* Fragmento citado:

╔══

Es el jueves de un abril que lleva pocos días de estreno. Yo siento como si fuera julio, porque estos meses me han parecido más que demasiado. He comenzado estas líneas tres veces y así mismo se han ido a la basura. Es que los sentimientos de esta semana han sido variopintos. Por un lado, hay tanto qué decir, que voy escupiendo puras quejas, pero estoy cansada de las quejas y también estoy cansada de los ánimos caldeados. Ya hay por ahí mucha gente irritada, vociferando inconformidades y manifestando intolerancia. Primero decidí esconderme tras la acidez y la ironía, pero esos humores no me sientan bien y lo confirmé cuando iba por el tercer párrafo. No, esta situación, la de mi país, no está para ironías. Yo tampoco.

Medito sobre lo que éramos como sociedad, cómo el dominicano era definido por su bondad y se distinguía del resto por su amabilidad característica. La sonrisa desinteresada era la tarjeta de presentación del ciudadano común.  Hoy, pareciera que hemos sido abducidos y nos violentamos unos con otros con facilidad. Lo peor es que no hemos advertido el proceso y la gran mayoría no está al tanto de la enfermedad, que como sociedad, nos arropa. Estar enfermo y no reconocerlo puede ser tan grave como la enfermedad en sí. Terminan replicándose los síntomas en forma alegre y arbitraria, y cuando queremos contenerlos, estos se desbordan y saturan todo el organismo.

Como mujer obstinada que soy, amante de las utopías ciertas y posibles, quiero en lo adelante dedicar mi tiempo a proponer y a construir. A remangarnos las camisas y a trabajar, porque hay mucho qué hacer

La violencia nos enfermó y no fue la clásica violencia que te arrebata un celular en una esquina, o esa violencia que te abofetea y te deja sordo de un oído. Nos enfermó el hambre, la pobreza, la falta de salud y de seguridad; la inequidad, la falta de oportunidades; nos hemos enfermado con la ausencia de programas sociales reales, no populistas; nos enfermamos con presidencialismo, con corrupción, con un sistema educativo deficiente y con una justicia que no funciona y que favorece la ausencia de consecuencias para el que delinque.

╚══

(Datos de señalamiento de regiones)
╔══

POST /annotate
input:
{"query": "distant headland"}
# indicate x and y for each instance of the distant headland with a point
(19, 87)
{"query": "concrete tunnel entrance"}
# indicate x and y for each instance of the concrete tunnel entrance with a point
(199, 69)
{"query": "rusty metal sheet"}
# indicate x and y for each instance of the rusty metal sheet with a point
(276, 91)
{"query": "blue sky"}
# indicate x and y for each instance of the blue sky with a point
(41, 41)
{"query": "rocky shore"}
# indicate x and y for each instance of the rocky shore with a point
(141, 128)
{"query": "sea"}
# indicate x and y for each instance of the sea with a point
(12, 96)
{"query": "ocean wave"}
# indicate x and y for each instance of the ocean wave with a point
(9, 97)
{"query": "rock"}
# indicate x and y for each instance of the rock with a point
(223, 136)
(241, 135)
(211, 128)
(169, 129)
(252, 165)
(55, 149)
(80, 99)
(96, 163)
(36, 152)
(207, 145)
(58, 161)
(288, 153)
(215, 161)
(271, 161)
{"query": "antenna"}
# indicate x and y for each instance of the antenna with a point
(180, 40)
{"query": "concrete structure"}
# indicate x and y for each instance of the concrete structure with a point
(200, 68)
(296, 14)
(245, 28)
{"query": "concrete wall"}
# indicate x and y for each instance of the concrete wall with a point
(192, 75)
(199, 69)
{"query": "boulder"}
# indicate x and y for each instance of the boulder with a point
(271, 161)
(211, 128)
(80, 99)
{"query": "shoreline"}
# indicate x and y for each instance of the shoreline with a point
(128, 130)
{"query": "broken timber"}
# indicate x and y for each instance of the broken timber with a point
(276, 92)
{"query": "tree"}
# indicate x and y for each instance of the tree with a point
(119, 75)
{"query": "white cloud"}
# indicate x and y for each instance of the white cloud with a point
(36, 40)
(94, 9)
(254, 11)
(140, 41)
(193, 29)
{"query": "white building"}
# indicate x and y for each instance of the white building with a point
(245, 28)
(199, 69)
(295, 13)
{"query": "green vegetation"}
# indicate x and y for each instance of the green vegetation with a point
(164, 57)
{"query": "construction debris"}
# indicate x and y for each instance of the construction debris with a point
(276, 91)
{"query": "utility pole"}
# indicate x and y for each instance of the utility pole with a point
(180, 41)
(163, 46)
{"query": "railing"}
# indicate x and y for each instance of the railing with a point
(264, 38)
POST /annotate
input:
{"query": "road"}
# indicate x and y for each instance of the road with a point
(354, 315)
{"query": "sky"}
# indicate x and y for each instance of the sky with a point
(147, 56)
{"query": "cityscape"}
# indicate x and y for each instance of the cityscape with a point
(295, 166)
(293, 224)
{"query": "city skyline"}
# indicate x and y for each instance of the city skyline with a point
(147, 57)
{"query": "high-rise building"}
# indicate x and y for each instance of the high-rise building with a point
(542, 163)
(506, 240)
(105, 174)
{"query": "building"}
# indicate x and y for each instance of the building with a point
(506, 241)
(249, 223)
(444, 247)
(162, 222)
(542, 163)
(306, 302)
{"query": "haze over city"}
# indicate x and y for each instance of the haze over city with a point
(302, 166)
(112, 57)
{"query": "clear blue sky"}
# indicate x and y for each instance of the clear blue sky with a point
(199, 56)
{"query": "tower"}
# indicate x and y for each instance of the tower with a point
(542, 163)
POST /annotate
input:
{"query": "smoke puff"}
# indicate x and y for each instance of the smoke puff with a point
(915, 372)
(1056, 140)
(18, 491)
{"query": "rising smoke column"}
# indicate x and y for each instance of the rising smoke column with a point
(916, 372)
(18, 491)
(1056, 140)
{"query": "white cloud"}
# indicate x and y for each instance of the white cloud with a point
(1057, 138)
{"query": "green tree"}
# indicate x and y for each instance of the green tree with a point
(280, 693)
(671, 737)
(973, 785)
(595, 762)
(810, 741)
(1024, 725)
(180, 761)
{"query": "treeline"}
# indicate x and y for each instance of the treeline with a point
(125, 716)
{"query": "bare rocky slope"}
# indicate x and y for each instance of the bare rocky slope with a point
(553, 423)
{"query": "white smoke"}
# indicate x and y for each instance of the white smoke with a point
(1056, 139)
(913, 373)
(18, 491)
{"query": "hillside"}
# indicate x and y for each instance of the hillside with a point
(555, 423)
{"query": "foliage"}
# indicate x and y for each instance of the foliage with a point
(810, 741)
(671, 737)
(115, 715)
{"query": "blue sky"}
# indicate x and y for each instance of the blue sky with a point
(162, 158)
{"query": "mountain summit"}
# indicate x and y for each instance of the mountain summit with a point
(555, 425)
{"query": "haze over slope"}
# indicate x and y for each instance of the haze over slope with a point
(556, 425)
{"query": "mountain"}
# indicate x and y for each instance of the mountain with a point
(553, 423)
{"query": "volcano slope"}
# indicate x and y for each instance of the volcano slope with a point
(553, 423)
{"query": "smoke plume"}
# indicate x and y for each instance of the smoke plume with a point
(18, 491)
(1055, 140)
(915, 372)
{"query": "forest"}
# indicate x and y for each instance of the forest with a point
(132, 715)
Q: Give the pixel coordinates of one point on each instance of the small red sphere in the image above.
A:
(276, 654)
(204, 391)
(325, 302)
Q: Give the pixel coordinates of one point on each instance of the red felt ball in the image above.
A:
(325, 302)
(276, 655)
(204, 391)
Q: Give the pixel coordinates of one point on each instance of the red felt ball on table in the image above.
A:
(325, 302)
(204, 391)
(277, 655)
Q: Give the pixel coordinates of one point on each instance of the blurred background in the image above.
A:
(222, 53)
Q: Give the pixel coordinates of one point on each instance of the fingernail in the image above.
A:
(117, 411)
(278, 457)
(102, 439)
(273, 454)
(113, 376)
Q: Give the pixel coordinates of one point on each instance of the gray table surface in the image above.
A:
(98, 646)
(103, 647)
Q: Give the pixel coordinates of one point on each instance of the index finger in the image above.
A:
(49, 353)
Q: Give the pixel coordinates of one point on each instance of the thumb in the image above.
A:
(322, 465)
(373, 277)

╚══

* Tarea asignada 1: ¿Qué era, según el texto sobre la sociedad dominicana, la tarjeta de presentación del ciudadano común?
* Tarea asignada 2: Prosigue el texto sobre la sociedad dominicana a partir de su último párrafo, con el mismo tono y en primera persona.

* Respuesta final 1: La sonrisa desinteresada.

* Respuesta final 2:
Hoy tenemos todo tipo de síntomas. Y hemos llegado a un extremo tan crítico, que parece que nos acostumbramos a ellos. Violamos las leyes de tránsito sin el mínimo de vergüenza y en la cara de la mismas autoridades, enarbolamos con orgullo consigas de intolerancia, racismo y discriminación.  Ya no discutimos ideas, sino que insultamos y humillamos. Perdimos la capacidad de indignarnos por el mal ajeno.Nos alienamos con algo tan serio como la corrupción, y hemos terminado viéndola como algo relativo. Nos acostumbramos a ver con sospecha al policía. Ya no nos sorprende que los servicios de salud sean un negocio. Perdimos la capacidad de crítica, de empatía, parece que nos quitaron la actitud relajada de quien va por la calle disfrutando el sol caribeño, nos han quitado la alegría. Ahora nos preocupamos al ir por un lugar poco iluminado y aceleramos el paso, nos da miedo bajar el cristal en cualquier semáforo. Padecemos de indiferencia aguda crónica.

Si la república muere, enferma, lisiada, cosida y armada por retazos, bien podrá leerse en su epitafio: Yace aquí una nación que decidió morir, ciega, muda y de brazos cruzados.  Triste, ¿no? O bien podríamos asumir nuestro rol protagónico en esta historia y encarar de una y por todas el destino del país en nuestras manos. De mi parte, dejo en estas líneas pesimistas, poco esperanzadoras, pero cargadas de realidad, mi último intento de fotografiar los males que nos aquejan. Como mujer obstinada que soy, amante de las utopías ciertas y posibles, quiero en lo adelante dedicar mi tiempo a proponer y a construir. A remangarnos las camisas y a trabajar, porque hay mucho qué hacer, si no, lea un poco más arriba y convénzase.